▶ Records for the task

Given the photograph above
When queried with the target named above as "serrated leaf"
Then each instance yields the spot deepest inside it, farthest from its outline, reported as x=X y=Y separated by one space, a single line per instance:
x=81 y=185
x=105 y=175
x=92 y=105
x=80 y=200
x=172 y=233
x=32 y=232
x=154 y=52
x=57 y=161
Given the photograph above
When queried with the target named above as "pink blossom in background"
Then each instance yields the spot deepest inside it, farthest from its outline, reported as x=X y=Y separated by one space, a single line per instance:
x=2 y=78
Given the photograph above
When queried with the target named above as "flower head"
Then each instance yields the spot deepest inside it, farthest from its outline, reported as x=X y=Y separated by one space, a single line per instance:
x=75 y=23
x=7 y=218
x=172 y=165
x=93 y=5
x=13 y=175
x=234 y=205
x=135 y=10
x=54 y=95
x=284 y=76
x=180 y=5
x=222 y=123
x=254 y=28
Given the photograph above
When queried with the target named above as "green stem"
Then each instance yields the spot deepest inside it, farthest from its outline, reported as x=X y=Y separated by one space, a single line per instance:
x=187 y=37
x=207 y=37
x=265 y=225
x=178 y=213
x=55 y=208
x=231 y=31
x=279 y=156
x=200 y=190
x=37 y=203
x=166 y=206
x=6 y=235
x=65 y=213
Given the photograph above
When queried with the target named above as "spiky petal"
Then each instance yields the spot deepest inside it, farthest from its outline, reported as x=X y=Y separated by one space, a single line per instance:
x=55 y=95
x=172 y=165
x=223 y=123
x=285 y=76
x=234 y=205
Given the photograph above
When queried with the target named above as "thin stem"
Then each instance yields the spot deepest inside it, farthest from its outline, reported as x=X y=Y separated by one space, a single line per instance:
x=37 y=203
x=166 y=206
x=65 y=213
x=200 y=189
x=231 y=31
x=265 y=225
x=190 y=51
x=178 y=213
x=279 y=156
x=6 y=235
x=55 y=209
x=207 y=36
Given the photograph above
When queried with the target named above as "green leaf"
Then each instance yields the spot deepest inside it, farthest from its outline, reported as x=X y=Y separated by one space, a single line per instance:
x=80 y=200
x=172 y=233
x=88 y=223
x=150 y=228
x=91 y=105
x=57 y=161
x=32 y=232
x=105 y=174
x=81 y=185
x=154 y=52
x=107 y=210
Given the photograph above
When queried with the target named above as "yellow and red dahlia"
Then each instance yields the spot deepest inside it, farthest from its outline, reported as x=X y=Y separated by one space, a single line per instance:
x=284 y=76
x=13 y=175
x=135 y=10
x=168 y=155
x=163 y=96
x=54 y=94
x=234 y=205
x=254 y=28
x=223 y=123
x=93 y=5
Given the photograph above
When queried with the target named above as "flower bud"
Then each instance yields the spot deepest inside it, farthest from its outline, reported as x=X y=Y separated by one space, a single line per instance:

▶ Task to carry out
Write the data out again in full and exactly.

▶ Solution for this exercise
Given the photograph above
When queried with the target named above as "serrated leaf"
Then each instance yields the spot deepest inside it, farthest from its outline, reported as x=X y=Y separated by one space, a single line per instance:
x=81 y=185
x=105 y=175
x=92 y=105
x=80 y=200
x=172 y=233
x=32 y=232
x=154 y=52
x=57 y=161
Given the photograph above
When queried with the target named above as "pink blossom in background"
Then each instance yields the spot deepest inside it, farthest from its outline, reported as x=X y=Y separated by one space, a single line per instance:
x=2 y=78
Given the photograph above
When queried with the target named above as "flower head"
Then each instance yields the spot deepest inside it, farthest from its outline, reported as x=X y=Y separated by one space, a single line per instance:
x=75 y=23
x=7 y=218
x=172 y=165
x=93 y=5
x=13 y=175
x=234 y=205
x=135 y=10
x=54 y=95
x=284 y=76
x=180 y=5
x=222 y=123
x=254 y=28
Given the photograph above
When queried with the target named above as "green stem"
Then each instance yields the spot deepest inside it, farthest from its outline, reported as x=X y=Y separated by one space, a single line per instance:
x=187 y=37
x=207 y=37
x=265 y=225
x=178 y=213
x=55 y=208
x=231 y=31
x=279 y=156
x=200 y=190
x=37 y=203
x=166 y=206
x=6 y=235
x=65 y=213
Given the photograph above
When queried with the target named above as "spiky petal"
Then each instance yields the spot deepest inside it, farthest from its outline, reported as x=X y=Y separated by one space, a single line per instance:
x=55 y=95
x=172 y=165
x=223 y=123
x=285 y=76
x=234 y=205
Given the photograph above
When queried with the target named above as "thin stem"
Then each instance yields the spot deepest inside it, farthest from its outline, reported as x=X y=Y separated by one space, a single line per instance:
x=37 y=203
x=166 y=206
x=65 y=213
x=200 y=189
x=231 y=31
x=265 y=225
x=190 y=51
x=178 y=213
x=279 y=156
x=6 y=235
x=55 y=209
x=207 y=36
Given the photograph above
When queried with the target named above as "green leaf"
Then each instance yields the spot deepest inside it, farthest from its outline, reported as x=X y=Y separated by one space, a single line per instance:
x=80 y=200
x=172 y=233
x=88 y=223
x=150 y=228
x=91 y=105
x=57 y=161
x=32 y=232
x=105 y=174
x=81 y=185
x=154 y=52
x=107 y=210
Given the photograph above
When queried with the target named above as "yellow and red dahlia"
Then each instance yields the spot deepest inside it, farthest from its outline, reported as x=X y=Y separated by one space, a single line per instance:
x=284 y=76
x=13 y=175
x=135 y=10
x=168 y=155
x=163 y=96
x=54 y=94
x=234 y=205
x=254 y=28
x=223 y=123
x=93 y=5
Given the photograph above
When queried with the target named above as "flower bud"
Then each instance yields the spot deepest inside it, farthest from its outline, reported as x=X y=Y separated by one space, a single line per instance:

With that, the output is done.